**Task objective:** The output should consist solely of the line containing "Expected output: one marker per instance of the water" and the lines that follow it through the end of the data below.

**Provided material:**
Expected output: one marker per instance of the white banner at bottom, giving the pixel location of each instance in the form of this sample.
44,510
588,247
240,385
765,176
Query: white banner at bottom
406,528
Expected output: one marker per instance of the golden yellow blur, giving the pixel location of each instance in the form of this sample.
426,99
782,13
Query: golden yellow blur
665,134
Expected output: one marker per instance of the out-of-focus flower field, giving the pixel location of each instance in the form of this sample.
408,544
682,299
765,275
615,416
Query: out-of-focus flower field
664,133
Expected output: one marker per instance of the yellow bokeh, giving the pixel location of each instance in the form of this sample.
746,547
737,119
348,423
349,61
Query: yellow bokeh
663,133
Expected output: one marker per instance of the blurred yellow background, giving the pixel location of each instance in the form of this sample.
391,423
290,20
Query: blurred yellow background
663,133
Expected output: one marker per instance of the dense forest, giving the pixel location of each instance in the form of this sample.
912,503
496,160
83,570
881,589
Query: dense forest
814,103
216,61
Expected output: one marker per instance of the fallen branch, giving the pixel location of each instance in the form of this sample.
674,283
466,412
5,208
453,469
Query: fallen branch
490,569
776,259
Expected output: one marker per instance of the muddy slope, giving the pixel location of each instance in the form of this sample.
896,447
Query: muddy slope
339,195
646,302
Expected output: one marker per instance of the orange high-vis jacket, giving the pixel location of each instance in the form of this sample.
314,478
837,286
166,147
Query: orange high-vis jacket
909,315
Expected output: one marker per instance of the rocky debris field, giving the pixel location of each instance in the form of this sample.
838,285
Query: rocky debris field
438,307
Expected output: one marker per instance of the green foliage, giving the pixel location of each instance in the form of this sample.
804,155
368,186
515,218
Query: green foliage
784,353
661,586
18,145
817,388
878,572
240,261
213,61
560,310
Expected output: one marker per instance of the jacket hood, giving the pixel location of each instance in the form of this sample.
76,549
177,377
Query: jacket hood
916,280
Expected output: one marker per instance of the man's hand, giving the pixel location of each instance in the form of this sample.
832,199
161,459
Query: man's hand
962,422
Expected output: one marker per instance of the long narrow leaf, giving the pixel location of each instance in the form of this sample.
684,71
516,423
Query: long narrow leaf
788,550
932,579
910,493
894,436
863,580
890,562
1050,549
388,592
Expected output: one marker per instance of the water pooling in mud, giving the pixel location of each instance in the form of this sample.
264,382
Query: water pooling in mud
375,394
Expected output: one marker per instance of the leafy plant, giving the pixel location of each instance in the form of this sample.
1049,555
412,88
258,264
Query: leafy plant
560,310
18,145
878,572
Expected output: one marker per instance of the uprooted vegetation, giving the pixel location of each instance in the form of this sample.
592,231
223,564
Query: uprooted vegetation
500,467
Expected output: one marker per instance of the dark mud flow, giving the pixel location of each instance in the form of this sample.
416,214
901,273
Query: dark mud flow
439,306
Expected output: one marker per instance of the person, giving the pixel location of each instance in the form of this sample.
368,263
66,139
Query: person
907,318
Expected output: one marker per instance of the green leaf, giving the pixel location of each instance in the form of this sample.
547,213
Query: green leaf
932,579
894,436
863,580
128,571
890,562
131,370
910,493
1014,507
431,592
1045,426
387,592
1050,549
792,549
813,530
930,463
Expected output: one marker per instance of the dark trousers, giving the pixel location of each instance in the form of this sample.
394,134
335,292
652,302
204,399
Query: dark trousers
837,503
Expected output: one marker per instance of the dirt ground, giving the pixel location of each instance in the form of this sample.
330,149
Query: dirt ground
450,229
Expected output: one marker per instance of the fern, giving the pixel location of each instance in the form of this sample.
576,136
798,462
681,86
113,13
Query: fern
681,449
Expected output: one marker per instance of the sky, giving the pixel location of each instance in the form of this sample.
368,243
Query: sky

**Reply to the task:**
Expected output: one marker per instance of the water pooling in mud, giving the pixel location of each instance in the form of this sample.
264,382
Query: water pooling in mud
375,394
Expected output: one marker per instance of the leafy plant, giving the pixel location of each instance in the form of this sample.
1049,555
412,88
258,264
Query: leafy plant
560,310
18,145
878,572
Expected output: one marker per instance of the uprooted vegetation, giving the pixel location of each instance in the form of this sample.
592,231
223,564
Query: uprooted vegetation
500,467
Expected output: one marker per instance of the dark mud flow, giving the pixel location of each instance in the form of this sample.
416,214
901,273
Query: dark mud flow
439,306
Expected output: one marker per instance of the person, giving the pixel location of each instance in the form of this sample.
368,263
66,139
Query: person
907,318
Expected output: one marker per instance of the green leaf, giving the pixel location of each instance in the form of this sample.
547,213
Query: green leaf
932,579
894,436
863,580
128,571
890,562
131,370
910,493
1014,507
431,592
1045,426
387,592
1050,549
792,549
813,530
930,463
Expected output: one marker per instance of the dark trousers, giving the pixel location of each instance in the form of this sample.
394,134
335,292
652,302
204,399
Query: dark trousers
837,503
Expected output: one marker per instance of the dirt ground, giving the pixel location of each instance in the form of this sample.
330,149
Query: dirt ground
450,229
Expected output: one marker per instance of the fern, giving the pixel location of each instance in the form of this sample.
576,136
798,462
681,86
113,13
Query: fern
681,449
Expected output: one marker per instance of the sky, giving the pixel location of each instance in the form of this sample.
368,243
Query: sky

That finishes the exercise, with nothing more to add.